[Records excerpted from a collection]
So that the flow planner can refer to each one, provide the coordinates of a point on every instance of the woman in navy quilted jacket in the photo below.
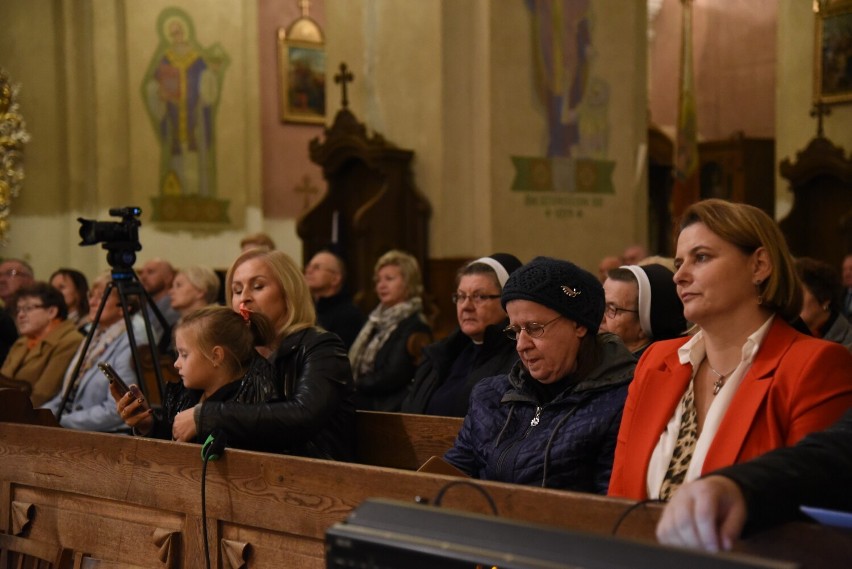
(552, 421)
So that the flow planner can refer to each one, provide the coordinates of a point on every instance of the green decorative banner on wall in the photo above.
(572, 175)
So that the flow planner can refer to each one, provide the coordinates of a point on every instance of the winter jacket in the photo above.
(314, 414)
(568, 443)
(495, 356)
(256, 386)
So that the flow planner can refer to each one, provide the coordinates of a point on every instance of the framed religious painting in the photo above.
(833, 52)
(301, 70)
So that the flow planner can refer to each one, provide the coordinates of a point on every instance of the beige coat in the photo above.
(43, 366)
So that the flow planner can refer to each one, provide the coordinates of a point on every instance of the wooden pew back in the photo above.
(401, 440)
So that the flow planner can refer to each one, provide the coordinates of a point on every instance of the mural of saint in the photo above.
(181, 90)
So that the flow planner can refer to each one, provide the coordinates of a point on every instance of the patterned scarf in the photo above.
(380, 325)
(684, 447)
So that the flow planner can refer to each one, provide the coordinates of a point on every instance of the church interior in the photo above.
(462, 86)
(451, 129)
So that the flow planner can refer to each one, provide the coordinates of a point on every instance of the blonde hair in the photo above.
(205, 280)
(258, 239)
(749, 228)
(220, 326)
(408, 266)
(300, 312)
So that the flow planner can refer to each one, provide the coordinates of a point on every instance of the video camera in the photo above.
(119, 238)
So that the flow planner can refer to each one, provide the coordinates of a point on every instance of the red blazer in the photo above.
(796, 385)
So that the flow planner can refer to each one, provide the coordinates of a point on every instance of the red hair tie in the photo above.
(245, 313)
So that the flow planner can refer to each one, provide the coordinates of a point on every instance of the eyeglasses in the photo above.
(476, 298)
(533, 329)
(612, 310)
(315, 267)
(28, 308)
(14, 273)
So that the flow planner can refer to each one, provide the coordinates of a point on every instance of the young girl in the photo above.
(217, 361)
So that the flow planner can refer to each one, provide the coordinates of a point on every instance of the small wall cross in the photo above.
(345, 76)
(819, 111)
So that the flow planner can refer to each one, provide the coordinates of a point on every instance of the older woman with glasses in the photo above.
(38, 359)
(552, 420)
(476, 350)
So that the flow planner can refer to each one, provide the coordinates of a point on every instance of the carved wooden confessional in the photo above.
(819, 224)
(371, 205)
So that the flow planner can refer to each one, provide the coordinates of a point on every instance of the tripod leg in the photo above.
(75, 375)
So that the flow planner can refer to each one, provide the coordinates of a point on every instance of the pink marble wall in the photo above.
(284, 147)
(734, 49)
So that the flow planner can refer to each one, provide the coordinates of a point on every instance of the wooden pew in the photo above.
(117, 497)
(400, 440)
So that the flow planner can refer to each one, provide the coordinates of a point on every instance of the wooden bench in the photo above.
(401, 440)
(116, 497)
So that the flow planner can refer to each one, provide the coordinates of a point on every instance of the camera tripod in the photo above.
(127, 282)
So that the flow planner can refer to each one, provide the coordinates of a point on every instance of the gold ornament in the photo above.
(13, 137)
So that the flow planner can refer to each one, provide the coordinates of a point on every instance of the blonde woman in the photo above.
(387, 351)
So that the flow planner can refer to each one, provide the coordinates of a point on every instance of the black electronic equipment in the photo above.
(383, 534)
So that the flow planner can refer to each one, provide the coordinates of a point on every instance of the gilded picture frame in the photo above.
(833, 52)
(301, 71)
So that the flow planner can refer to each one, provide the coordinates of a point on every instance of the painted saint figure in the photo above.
(181, 89)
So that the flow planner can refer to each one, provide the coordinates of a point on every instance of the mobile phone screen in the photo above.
(113, 377)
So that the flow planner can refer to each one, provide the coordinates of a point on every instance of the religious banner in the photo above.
(181, 90)
(576, 103)
(686, 183)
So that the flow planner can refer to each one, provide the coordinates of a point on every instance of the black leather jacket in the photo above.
(314, 415)
(496, 357)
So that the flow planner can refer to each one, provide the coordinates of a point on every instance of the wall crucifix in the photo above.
(345, 76)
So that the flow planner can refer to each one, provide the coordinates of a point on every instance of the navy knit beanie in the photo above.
(503, 265)
(660, 307)
(560, 285)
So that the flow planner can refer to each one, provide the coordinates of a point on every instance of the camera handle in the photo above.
(127, 283)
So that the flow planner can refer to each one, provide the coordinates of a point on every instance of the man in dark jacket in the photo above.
(476, 350)
(326, 276)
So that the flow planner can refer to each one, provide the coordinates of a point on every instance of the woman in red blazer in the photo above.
(746, 382)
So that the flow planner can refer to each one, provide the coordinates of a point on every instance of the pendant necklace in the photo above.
(720, 378)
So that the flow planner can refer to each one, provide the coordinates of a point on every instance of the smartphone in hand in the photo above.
(114, 378)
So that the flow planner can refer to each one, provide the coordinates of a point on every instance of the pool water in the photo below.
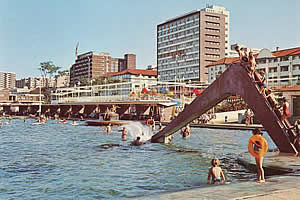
(61, 161)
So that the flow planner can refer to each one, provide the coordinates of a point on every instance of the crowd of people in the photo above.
(248, 62)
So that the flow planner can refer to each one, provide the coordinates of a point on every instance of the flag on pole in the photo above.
(76, 50)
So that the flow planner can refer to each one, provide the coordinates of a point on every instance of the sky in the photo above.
(35, 31)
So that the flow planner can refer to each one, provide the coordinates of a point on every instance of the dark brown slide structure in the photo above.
(234, 81)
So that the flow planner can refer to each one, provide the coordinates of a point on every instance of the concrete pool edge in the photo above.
(277, 187)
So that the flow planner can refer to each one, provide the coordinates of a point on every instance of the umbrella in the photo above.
(144, 90)
(197, 92)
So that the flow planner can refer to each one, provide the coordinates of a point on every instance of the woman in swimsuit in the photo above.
(215, 172)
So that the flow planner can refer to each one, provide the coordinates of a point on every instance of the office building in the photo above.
(282, 67)
(186, 44)
(34, 82)
(91, 65)
(7, 80)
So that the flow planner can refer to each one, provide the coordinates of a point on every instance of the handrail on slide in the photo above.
(234, 81)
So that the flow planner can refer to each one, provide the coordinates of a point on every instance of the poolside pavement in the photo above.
(284, 187)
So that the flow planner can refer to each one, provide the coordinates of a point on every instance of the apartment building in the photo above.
(186, 44)
(34, 82)
(7, 80)
(91, 65)
(282, 67)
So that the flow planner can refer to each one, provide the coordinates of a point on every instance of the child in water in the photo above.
(215, 172)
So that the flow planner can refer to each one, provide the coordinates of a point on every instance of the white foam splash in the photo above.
(136, 129)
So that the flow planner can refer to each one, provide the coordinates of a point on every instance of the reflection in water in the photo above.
(61, 161)
(136, 129)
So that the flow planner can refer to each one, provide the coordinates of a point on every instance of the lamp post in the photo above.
(92, 87)
(190, 81)
(40, 103)
(78, 89)
(89, 70)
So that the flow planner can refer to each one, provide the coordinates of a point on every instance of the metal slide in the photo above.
(234, 81)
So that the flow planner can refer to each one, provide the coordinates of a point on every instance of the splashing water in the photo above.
(136, 129)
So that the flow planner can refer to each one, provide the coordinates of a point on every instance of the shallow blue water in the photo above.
(61, 161)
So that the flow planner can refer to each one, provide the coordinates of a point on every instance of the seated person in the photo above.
(215, 172)
(262, 83)
(137, 142)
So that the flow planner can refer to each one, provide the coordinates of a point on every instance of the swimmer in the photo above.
(186, 132)
(124, 134)
(137, 142)
(259, 160)
(160, 127)
(108, 129)
(215, 172)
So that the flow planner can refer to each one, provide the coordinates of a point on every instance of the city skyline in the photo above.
(34, 32)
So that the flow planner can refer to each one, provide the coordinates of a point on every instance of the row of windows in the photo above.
(193, 30)
(283, 68)
(207, 42)
(192, 69)
(212, 23)
(173, 59)
(185, 76)
(212, 49)
(183, 45)
(277, 59)
(212, 36)
(184, 20)
(179, 28)
(212, 55)
(174, 65)
(212, 17)
(178, 53)
(177, 40)
(214, 30)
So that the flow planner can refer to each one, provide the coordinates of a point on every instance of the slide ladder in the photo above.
(235, 81)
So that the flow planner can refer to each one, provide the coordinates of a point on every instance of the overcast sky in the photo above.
(34, 31)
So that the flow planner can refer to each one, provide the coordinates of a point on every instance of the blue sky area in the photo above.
(35, 31)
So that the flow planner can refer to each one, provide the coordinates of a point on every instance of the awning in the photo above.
(168, 104)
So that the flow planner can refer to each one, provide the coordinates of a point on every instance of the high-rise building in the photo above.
(7, 80)
(186, 44)
(91, 65)
(130, 61)
(34, 82)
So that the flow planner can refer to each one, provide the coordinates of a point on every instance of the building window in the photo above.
(284, 68)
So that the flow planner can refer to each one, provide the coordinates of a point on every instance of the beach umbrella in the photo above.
(132, 93)
(197, 92)
(144, 90)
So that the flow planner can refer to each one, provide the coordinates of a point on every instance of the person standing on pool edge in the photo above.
(257, 147)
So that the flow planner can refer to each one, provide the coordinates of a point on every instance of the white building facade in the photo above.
(282, 67)
(186, 44)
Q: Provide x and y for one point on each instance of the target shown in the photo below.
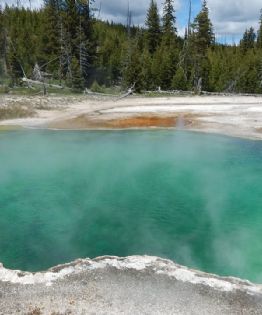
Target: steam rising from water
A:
(189, 197)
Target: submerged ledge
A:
(149, 285)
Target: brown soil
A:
(145, 121)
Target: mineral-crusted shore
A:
(131, 285)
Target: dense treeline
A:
(63, 42)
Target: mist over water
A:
(193, 198)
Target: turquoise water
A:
(193, 198)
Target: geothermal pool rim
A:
(137, 263)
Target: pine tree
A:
(259, 33)
(153, 33)
(202, 38)
(179, 81)
(248, 40)
(169, 20)
(50, 47)
(203, 30)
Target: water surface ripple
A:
(190, 197)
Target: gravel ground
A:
(131, 285)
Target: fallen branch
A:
(42, 83)
(130, 91)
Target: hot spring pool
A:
(193, 198)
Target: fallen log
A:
(130, 91)
(42, 83)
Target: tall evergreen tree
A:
(203, 38)
(169, 20)
(153, 33)
(248, 40)
(259, 33)
(50, 47)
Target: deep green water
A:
(194, 198)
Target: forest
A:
(63, 43)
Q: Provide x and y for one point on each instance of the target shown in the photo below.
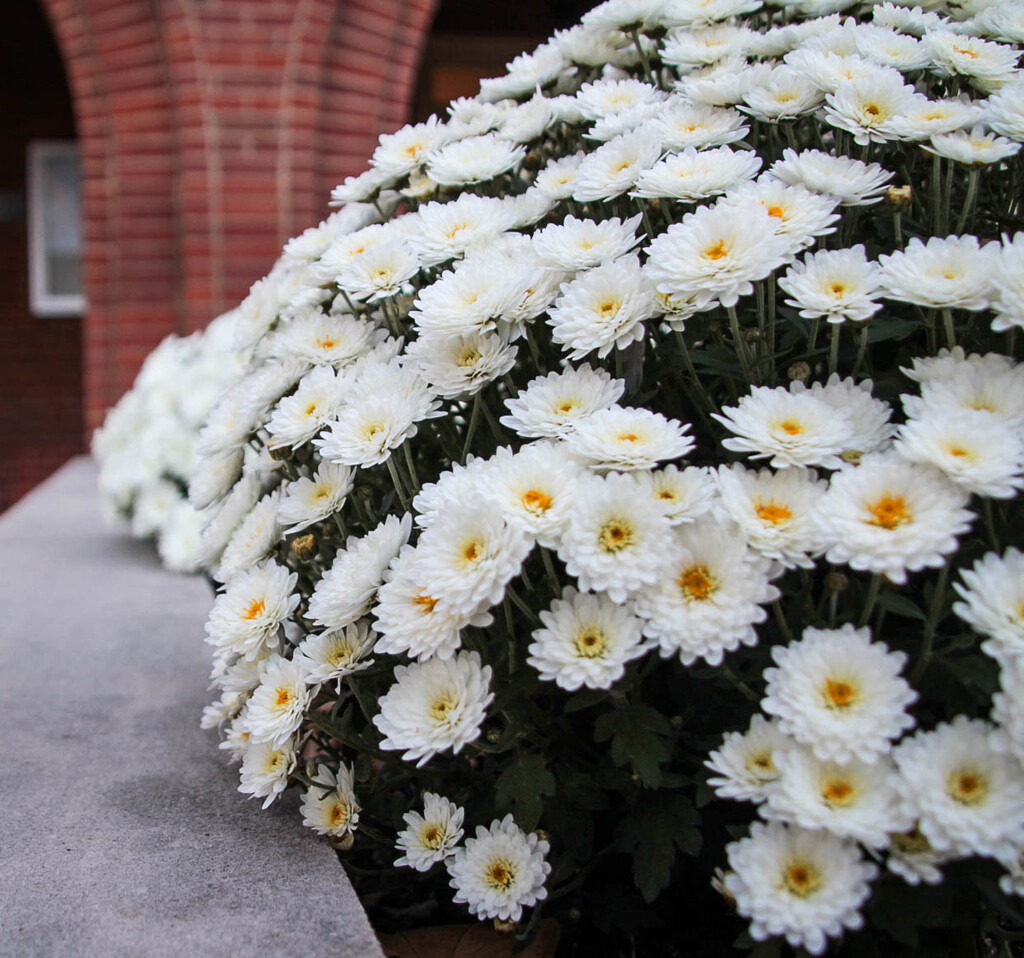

ACTIVITY:
Your answer should be a single number: the count of lines in these records that hold the string "fallen".

YOUR SOLUTION:
2